═══ Records bij oefening ═══

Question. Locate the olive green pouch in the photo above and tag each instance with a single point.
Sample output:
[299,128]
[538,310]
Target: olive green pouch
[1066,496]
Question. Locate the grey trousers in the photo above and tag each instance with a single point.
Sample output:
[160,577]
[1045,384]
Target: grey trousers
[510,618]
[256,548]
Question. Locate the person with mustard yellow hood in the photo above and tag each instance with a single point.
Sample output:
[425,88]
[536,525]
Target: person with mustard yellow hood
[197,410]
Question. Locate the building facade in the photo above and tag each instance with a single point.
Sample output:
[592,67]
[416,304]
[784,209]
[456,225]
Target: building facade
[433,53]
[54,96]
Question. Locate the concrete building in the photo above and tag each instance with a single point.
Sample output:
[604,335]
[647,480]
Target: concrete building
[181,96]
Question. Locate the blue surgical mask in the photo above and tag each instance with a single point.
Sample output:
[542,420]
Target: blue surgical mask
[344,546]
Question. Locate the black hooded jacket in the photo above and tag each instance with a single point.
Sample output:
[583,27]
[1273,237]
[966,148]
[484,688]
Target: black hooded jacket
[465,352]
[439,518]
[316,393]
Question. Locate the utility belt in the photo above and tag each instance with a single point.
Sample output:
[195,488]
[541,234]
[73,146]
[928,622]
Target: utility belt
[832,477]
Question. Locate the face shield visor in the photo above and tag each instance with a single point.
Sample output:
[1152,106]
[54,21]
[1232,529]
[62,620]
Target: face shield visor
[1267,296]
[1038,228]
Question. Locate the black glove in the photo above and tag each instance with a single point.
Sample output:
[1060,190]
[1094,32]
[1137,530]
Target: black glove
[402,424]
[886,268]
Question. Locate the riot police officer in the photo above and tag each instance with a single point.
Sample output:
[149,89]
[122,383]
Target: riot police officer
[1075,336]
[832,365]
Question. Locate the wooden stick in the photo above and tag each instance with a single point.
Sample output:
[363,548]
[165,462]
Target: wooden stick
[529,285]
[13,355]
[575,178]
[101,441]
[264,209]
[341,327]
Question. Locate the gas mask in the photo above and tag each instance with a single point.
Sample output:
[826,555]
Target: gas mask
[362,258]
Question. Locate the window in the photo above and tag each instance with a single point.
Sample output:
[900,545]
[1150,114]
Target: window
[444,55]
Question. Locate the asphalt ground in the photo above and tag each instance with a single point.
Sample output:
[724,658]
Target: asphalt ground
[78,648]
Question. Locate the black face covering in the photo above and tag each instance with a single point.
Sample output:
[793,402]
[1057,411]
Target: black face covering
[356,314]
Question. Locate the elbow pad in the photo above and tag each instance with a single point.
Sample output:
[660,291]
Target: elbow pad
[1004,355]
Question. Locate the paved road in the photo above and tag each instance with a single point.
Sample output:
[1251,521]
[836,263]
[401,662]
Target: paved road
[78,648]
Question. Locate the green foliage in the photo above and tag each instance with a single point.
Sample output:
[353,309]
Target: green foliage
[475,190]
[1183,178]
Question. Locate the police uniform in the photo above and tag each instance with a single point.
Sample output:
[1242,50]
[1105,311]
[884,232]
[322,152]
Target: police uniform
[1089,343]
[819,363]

═══
═══ Records bij oefening ═══

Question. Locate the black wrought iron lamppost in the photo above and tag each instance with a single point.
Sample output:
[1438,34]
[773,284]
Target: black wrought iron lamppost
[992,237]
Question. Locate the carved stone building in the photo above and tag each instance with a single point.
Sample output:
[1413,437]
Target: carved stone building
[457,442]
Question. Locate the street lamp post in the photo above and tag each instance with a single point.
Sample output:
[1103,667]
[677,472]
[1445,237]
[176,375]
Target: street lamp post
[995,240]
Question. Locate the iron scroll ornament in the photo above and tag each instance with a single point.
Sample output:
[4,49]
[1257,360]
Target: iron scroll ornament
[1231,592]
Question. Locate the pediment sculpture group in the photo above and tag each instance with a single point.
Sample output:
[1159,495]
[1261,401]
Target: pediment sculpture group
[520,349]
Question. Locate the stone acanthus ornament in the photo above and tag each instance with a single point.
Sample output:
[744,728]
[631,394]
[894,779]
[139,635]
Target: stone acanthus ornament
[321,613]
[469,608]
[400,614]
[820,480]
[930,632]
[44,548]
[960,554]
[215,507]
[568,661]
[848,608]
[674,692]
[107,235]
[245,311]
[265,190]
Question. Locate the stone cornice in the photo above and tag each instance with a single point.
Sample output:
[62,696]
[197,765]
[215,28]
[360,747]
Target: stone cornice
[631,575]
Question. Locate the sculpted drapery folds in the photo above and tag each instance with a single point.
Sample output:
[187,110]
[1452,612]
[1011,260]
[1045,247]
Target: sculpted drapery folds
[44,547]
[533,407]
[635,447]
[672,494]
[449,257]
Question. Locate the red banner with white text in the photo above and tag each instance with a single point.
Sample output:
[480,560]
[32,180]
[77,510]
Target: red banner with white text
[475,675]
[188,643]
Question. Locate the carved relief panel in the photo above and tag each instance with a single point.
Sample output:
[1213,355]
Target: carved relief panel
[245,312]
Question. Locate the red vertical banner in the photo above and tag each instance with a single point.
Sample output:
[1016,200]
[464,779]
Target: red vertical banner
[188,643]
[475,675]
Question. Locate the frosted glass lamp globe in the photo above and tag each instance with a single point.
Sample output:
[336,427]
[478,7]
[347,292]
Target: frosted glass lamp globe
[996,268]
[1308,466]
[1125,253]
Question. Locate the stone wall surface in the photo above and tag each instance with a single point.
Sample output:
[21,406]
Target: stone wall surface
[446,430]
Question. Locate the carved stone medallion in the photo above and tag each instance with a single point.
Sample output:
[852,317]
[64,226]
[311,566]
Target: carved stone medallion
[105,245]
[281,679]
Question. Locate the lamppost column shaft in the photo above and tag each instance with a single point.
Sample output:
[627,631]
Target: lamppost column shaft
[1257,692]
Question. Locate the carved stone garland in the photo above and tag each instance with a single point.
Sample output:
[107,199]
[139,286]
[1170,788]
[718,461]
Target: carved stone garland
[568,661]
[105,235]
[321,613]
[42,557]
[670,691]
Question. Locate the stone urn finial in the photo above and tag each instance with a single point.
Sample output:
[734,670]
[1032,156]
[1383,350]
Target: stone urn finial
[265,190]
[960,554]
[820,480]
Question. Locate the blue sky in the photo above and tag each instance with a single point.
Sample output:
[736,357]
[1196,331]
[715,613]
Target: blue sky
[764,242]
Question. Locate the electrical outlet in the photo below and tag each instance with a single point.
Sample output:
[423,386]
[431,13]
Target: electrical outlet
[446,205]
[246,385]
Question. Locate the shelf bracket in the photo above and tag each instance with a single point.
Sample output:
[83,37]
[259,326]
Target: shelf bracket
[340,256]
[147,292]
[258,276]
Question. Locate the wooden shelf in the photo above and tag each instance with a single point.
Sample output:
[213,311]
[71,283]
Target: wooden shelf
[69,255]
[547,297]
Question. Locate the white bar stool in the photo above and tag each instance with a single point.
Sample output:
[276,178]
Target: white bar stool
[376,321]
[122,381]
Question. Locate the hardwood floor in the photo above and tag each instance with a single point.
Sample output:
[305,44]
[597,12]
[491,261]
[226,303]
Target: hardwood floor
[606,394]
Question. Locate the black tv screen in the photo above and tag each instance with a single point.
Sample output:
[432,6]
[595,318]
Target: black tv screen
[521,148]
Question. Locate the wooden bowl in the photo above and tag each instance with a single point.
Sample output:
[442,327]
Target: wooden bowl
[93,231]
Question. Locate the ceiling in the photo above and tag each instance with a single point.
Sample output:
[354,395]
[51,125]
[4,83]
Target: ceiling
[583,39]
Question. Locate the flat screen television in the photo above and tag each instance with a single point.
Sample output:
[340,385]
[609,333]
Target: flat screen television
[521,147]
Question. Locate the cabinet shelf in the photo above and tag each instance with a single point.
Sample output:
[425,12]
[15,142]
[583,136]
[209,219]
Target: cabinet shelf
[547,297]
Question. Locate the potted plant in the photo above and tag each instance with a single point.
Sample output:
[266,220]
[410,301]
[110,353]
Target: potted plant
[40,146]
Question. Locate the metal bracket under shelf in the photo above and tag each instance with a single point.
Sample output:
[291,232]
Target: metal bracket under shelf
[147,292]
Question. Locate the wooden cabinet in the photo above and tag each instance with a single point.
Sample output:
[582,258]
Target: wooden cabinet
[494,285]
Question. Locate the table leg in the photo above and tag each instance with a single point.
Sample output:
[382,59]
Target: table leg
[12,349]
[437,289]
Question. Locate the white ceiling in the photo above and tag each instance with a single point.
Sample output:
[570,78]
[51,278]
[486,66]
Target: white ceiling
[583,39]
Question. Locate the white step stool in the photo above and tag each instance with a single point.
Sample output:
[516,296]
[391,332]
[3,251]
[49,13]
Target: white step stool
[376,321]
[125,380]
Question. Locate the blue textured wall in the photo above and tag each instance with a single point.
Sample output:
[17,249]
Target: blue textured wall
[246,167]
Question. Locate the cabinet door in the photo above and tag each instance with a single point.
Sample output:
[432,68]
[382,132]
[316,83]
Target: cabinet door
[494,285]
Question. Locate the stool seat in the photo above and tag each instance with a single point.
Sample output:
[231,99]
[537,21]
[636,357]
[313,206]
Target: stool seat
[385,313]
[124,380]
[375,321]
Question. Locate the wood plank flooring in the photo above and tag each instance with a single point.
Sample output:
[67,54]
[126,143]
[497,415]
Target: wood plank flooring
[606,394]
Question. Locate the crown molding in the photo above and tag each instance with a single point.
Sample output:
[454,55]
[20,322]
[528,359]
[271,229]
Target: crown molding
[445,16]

═══

■ Eisen bij opdracht
Zoek in de records hierboven alle regels waarin de tekenreeks "bowl" voorkomt. Schrijf elk van die regels volledig over.

■ Schriftelijk antwoord
Question. Locate the wooden bowl in the photo above and tag each instance with a single point.
Target: wooden bowl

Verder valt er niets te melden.